Text block:
---

Top banks from Kenya, Nigeria, Tanzania, and South Africa are among the newly arrived or expanding institutions over the past 18 months as their leaders eye a market that still produces higher than average banking profits.
Local banks are starting to face more intense competition and, alongside earlier African entrants, are engaging regulators and local politicians as tighter ownership caps rules are being considered.
“One would ask, why are you in DRC with everything that is happening? But we look at the opportunity so we are following our customers,” Neema Munisi Mori, chair of Tanzania’s CRDB Bank, told Semafor. CRDB opened in the capital Kinshasa and Lubumbashi, the country’s second-biggest city, in July 2023
Fewer than 1 in 10 of DR Congo’s 100 million populace have bank accounts. In the past five years, the Congolese government’s annual budget quadrupled to $16 billion, and by the end of 2024 deposits in the banking system had nearly tripled to $14 billion, according to the central bank.

---

Dataset content:
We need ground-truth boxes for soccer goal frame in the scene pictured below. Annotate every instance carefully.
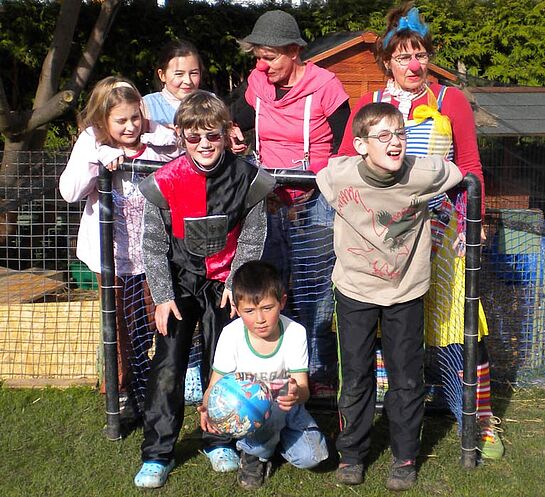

---

Tasks to complete:
**A.** In the passage on banks in DR Congo, in what month and year did CRDB open in Kinshasa and Lubumbashi?
**B.** Repeat the passage on banks in DR Congo word for word, starting with "Top banks from" and going on through "are being considered.".

Task-by-task outputs:
**A.** July 2023

**B.**
Top banks from Kenya, Nigeria, Tanzania, and South Africa are among the newly arrived or expanding institutions over the past 18 months as their leaders eye a market that still produces higher than average banking profits.
Local banks are starting to face more intense competition and, alongside earlier African entrants, are engaging regulators and local politicians as tighter ownership caps rules are being considered.